Written task: Format the rows below as a Markdown table with two columns, No and Text, giving each row's number and its full wording. Leave out any blank rows.

Records supplied:
══════
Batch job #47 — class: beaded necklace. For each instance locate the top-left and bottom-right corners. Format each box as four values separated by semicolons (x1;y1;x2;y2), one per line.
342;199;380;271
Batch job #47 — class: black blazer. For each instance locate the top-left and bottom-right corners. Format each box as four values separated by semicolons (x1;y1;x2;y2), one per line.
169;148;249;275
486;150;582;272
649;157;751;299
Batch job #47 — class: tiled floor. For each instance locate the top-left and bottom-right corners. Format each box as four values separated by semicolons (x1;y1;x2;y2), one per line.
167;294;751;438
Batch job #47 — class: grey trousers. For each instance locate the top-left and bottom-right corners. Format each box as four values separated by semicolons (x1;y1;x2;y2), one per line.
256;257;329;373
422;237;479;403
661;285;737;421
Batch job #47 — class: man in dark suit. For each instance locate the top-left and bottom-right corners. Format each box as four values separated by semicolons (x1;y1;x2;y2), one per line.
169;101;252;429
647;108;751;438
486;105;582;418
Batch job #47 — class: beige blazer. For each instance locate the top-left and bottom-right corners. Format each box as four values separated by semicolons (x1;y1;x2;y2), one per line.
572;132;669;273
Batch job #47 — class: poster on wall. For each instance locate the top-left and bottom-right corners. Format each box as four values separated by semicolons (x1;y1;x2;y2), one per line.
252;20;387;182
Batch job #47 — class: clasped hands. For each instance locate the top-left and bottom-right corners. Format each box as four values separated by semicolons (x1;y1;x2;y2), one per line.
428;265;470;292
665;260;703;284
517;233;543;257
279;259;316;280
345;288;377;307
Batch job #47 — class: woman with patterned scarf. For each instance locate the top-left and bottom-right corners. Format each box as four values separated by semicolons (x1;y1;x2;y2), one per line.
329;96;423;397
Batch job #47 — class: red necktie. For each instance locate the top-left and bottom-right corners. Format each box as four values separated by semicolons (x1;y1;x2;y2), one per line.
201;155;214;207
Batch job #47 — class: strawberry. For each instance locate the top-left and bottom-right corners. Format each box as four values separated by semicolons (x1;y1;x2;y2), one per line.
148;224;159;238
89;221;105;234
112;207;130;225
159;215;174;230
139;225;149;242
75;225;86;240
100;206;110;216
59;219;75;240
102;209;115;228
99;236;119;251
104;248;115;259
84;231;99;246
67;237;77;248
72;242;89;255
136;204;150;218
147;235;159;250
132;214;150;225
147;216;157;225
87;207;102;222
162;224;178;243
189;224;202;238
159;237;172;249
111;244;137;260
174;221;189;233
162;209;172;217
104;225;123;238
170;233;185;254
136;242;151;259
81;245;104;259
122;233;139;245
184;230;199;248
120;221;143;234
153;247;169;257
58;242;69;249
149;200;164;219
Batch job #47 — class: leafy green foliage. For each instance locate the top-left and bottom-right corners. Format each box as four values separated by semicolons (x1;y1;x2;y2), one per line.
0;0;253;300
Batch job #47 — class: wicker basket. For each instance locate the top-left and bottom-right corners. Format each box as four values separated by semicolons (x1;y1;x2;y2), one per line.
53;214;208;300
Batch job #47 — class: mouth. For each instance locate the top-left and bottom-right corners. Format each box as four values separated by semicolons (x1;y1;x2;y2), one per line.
══════
Worked answer:
| No | Text |
|---|---|
| 1 | Batch job #47 — class: beaded necklace. For each instance locate the top-left and bottom-right corners. Format each box as four values separated by semicolons (x1;y1;x2;y2), one per line. |
| 2 | 342;199;380;271 |
| 3 | Batch job #47 — class: black blazer. For each instance locate the top-left and bottom-right corners. Format each box as four values separated by semicolons (x1;y1;x2;y2), one per line. |
| 4 | 169;148;249;275 |
| 5 | 486;150;582;272 |
| 6 | 649;157;751;299 |
| 7 | Batch job #47 — class: tiled floor. For each instance locate the top-left and bottom-right corners. Format each box as four values separated by semicolons (x1;y1;x2;y2), one per line. |
| 8 | 167;294;751;438 |
| 9 | Batch job #47 — class: grey trousers. For each instance locate the top-left and bottom-right corners. Format each box as four values separated by semicolons (x1;y1;x2;y2), one per line. |
| 10 | 256;257;329;373 |
| 11 | 422;237;479;403 |
| 12 | 661;285;737;421 |
| 13 | Batch job #47 — class: man in dark suit. For each instance locate the top-left and bottom-right corners. Format each box as four values separated by semicolons (x1;y1;x2;y2), one per line. |
| 14 | 169;101;252;429 |
| 15 | 647;108;751;438 |
| 16 | 486;105;582;418 |
| 17 | Batch job #47 — class: beige blazer. For each instance locate the top-left and bottom-right corners. Format each box as four values separated by semicolons (x1;y1;x2;y2), one per line. |
| 18 | 572;132;669;273 |
| 19 | Batch job #47 — class: poster on wall. For each instance locate the top-left and bottom-right corners. Format each box as four values separated by semicolons (x1;y1;x2;y2), one per line. |
| 20 | 252;20;387;182 |
| 21 | Batch job #47 — class: clasped hands. For each instance locate the top-left and bottom-right corners. Format each box as four values separated by semicolons (x1;y1;x2;y2), one per line. |
| 22 | 428;265;470;292 |
| 23 | 665;260;703;284 |
| 24 | 517;233;543;257 |
| 25 | 279;259;316;280 |
| 26 | 345;288;377;307 |
| 27 | Batch job #47 — class: woman with patterned scarf. For each instance locate the top-left and bottom-right corners. Format each box as four values separated by semicolons (x1;y1;x2;y2), one per line. |
| 28 | 329;96;423;397 |
| 29 | Batch job #47 — class: red necktie. For each instance locate the top-left and bottom-right corners. Format each box as four values separated by semicolons (x1;y1;x2;y2), one per line. |
| 30 | 201;155;214;207 |
| 31 | Batch job #47 — class: strawberry. For each instance locate the top-left and bottom-right corners. Format each box as four values separated by semicolons (x1;y1;x2;y2), one per line. |
| 32 | 148;224;159;238 |
| 33 | 89;221;105;234 |
| 34 | 112;207;130;225 |
| 35 | 159;215;174;230 |
| 36 | 139;225;149;242 |
| 37 | 75;225;86;240 |
| 38 | 100;206;110;216 |
| 39 | 59;219;75;240 |
| 40 | 102;209;115;228 |
| 41 | 99;236;119;251 |
| 42 | 104;248;115;259 |
| 43 | 84;231;99;246 |
| 44 | 67;237;77;248 |
| 45 | 72;242;89;255 |
| 46 | 136;204;150;218 |
| 47 | 147;235;159;250 |
| 48 | 132;214;150;225 |
| 49 | 147;216;157;225 |
| 50 | 87;207;102;222 |
| 51 | 162;224;178;243 |
| 52 | 189;224;202;238 |
| 53 | 159;237;172;249 |
| 54 | 111;244;137;260 |
| 55 | 174;221;189;233 |
| 56 | 162;209;172;217 |
| 57 | 104;225;123;238 |
| 58 | 170;233;185;254 |
| 59 | 136;242;151;259 |
| 60 | 81;245;104;259 |
| 61 | 122;233;139;245 |
| 62 | 184;230;199;248 |
| 63 | 120;221;143;234 |
| 64 | 153;247;169;257 |
| 65 | 58;242;69;249 |
| 66 | 149;200;164;219 |
| 67 | Batch job #47 — class: leafy green foliage. For each instance locate the top-left and bottom-right corners. Format each box as four values separated by semicolons (x1;y1;x2;y2), one per line. |
| 68 | 0;0;253;300 |
| 69 | Batch job #47 — class: wicker basket. For each instance locate the top-left and bottom-right corners. Format each box as four values separated by semicolons (x1;y1;x2;y2), one per line. |
| 70 | 53;214;208;300 |
| 71 | Batch job #47 — class: mouth. For each instance locate the top-left and bottom-right corners. Format each box as four values separated by semicolons (x1;y1;x2;y2), one per line. |